### TASK GOAL:
A verbatim repetition of the data below is requested, without images.

DATA: Begin

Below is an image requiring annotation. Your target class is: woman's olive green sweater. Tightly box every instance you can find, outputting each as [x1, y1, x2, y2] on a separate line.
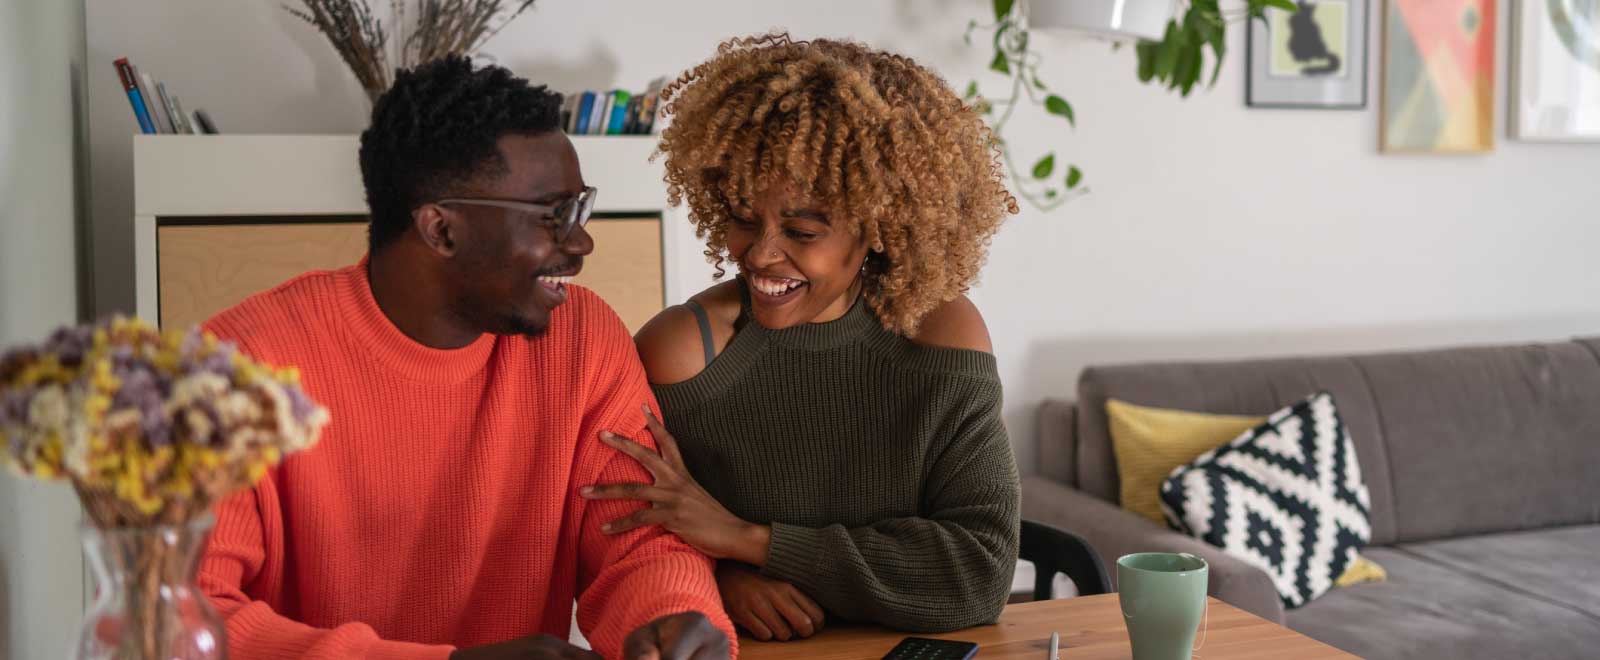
[652, 296, 1020, 633]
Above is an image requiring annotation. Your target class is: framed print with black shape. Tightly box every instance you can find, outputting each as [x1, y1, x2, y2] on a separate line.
[1248, 0, 1369, 108]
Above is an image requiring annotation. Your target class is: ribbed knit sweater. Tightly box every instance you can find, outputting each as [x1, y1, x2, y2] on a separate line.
[651, 294, 1020, 633]
[199, 261, 735, 660]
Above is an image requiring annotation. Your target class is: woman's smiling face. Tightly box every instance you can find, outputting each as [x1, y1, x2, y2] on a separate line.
[726, 184, 871, 330]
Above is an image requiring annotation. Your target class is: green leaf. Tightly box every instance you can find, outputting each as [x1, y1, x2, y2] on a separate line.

DATA: End

### RESULT OF THIS TASK:
Below is an image requiring annotation. Your target class is: woman's olive green sweater. Tightly box every instance you can find, outputting each as [x1, y1, x2, y2] on a separate line.
[652, 296, 1020, 633]
Above is an image requiring annotation. Your target class is: framed print with black shape. Tightly box every instance you can find, outputting each as [x1, y1, x2, y2] on a separate line.
[1248, 0, 1369, 108]
Above is an image requiring annotation. Your target class is: ribbed knit sweater. Tightly box every instance you can find, outputting each as [x1, y1, x2, y2] on a separate line.
[651, 294, 1020, 633]
[199, 261, 735, 660]
Above is an image requiring annotation. Your target class is: woman's smiling face. Tightly box every instance you can find, outputting each as [x1, y1, x2, y2] on a separate line.
[726, 184, 871, 330]
Above is an image requiring annotation. Your target class is: green leaf. Tightly box every instance you can find, outputting each as [x1, y1, x2, y2] on a separate line.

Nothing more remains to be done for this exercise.